** Excerto do documento **

::::::

Os Romeiros


   Os romeiros estão quase aí! É uma das tradições religiosas açorianas que mais me impressiona, grupos de homens, exclusivamente homens, que aquando da época santa da Páscoa, percorrem as ilhas rezando e cumprindo as penitências que muitos lhes encomendaram e por todos aqueles que,  abordando-os no caminho lhes pedem que rezem por eles e pelas suas famílias.
   Existe um livro muito interessante sobre esta prática religiosa com imensas fotografias, incidindo exclusivamente sobre a ilha de São Miguel, onde esta tradição tem maior expressividade e onde se iniciou. Contudo, a ilha Terceira também a realiza tendo um grupo activo que pode variar entre 40 a 60 elementos, entre adultos e crianças.

::::::

(Dados de localização de pontos)
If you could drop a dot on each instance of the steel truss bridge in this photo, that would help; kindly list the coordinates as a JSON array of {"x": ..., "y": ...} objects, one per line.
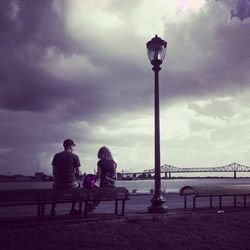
[{"x": 168, "y": 169}]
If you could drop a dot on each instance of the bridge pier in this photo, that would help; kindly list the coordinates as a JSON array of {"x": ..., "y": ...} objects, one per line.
[{"x": 168, "y": 175}]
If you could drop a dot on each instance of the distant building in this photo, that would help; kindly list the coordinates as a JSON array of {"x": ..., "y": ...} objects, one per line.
[{"x": 39, "y": 176}]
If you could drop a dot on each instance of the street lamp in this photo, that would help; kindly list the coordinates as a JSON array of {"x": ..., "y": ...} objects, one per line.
[{"x": 156, "y": 49}]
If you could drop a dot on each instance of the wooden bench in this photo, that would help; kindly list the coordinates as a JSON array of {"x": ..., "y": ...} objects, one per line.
[
  {"x": 43, "y": 197},
  {"x": 218, "y": 192}
]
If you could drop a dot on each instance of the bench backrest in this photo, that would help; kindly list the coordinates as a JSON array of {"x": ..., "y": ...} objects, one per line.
[
  {"x": 215, "y": 190},
  {"x": 63, "y": 194}
]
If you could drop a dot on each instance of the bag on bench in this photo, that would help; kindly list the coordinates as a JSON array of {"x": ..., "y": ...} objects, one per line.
[{"x": 89, "y": 181}]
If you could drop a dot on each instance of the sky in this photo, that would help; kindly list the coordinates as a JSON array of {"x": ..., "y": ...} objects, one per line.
[{"x": 79, "y": 69}]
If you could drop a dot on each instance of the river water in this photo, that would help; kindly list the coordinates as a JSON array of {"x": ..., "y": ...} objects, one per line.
[{"x": 139, "y": 186}]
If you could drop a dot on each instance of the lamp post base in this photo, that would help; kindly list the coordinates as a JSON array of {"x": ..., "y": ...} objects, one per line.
[{"x": 158, "y": 205}]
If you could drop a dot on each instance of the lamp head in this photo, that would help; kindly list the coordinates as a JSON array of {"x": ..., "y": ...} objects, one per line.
[{"x": 156, "y": 49}]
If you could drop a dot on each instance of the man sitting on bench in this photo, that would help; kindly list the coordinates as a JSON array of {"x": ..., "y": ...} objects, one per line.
[{"x": 66, "y": 171}]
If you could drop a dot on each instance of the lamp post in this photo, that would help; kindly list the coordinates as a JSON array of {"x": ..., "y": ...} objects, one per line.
[{"x": 156, "y": 49}]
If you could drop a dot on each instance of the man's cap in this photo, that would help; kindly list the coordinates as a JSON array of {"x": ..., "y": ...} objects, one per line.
[{"x": 68, "y": 143}]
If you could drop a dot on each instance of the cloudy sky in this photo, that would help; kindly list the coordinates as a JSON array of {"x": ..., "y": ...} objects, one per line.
[{"x": 79, "y": 69}]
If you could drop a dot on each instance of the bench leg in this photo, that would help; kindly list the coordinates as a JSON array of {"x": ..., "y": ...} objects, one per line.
[
  {"x": 211, "y": 202},
  {"x": 194, "y": 203},
  {"x": 220, "y": 202},
  {"x": 85, "y": 209},
  {"x": 234, "y": 200},
  {"x": 116, "y": 207},
  {"x": 123, "y": 207},
  {"x": 38, "y": 209},
  {"x": 80, "y": 209},
  {"x": 42, "y": 210},
  {"x": 245, "y": 201},
  {"x": 185, "y": 202}
]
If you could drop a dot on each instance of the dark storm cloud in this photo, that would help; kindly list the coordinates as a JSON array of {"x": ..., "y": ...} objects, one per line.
[
  {"x": 208, "y": 58},
  {"x": 28, "y": 29}
]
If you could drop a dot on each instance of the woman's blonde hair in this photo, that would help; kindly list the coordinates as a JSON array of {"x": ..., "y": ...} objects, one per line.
[{"x": 104, "y": 153}]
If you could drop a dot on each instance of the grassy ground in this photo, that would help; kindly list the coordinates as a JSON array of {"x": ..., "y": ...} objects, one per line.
[{"x": 173, "y": 231}]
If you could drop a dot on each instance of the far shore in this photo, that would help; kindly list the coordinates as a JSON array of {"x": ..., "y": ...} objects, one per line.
[{"x": 172, "y": 178}]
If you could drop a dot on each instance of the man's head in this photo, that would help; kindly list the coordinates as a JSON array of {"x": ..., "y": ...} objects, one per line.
[{"x": 68, "y": 144}]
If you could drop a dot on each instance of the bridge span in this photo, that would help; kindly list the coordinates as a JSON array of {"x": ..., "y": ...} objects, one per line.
[{"x": 168, "y": 169}]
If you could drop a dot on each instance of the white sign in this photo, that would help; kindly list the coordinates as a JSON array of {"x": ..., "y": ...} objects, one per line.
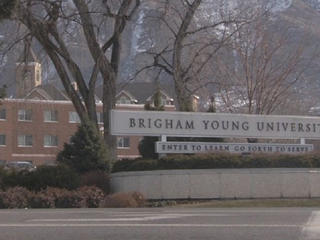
[
  {"x": 194, "y": 124},
  {"x": 200, "y": 147}
]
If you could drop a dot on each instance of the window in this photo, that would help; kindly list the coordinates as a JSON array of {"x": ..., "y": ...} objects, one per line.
[
  {"x": 50, "y": 141},
  {"x": 24, "y": 115},
  {"x": 123, "y": 100},
  {"x": 25, "y": 140},
  {"x": 50, "y": 115},
  {"x": 2, "y": 140},
  {"x": 123, "y": 142},
  {"x": 74, "y": 117},
  {"x": 100, "y": 117},
  {"x": 3, "y": 114}
]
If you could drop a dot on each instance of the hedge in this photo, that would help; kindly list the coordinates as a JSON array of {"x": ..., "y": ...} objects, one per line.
[
  {"x": 220, "y": 160},
  {"x": 84, "y": 197}
]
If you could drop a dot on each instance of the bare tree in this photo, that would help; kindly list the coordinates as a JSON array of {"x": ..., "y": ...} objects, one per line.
[
  {"x": 51, "y": 22},
  {"x": 196, "y": 31},
  {"x": 267, "y": 62}
]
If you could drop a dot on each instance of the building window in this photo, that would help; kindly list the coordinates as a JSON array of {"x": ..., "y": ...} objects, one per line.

::::::

Como ficaria, em forma de lista breve, o parágrafo do excerto sobre os romeiros que começa por «Existe um livro muito interessante», mantendo os seus factos principais?

** Resultado da tarefa **
- Há um livro sobre esta prática religiosa, com muitas fotografias, dedicado apenas à ilha de São Miguel.
- Foi em São Miguel que a tradição começou, e é lá que tem maior expressão.
- A ilha Terceira também a pratica, com um grupo ativo de 40 a 60 elementos, entre adultos e crianças.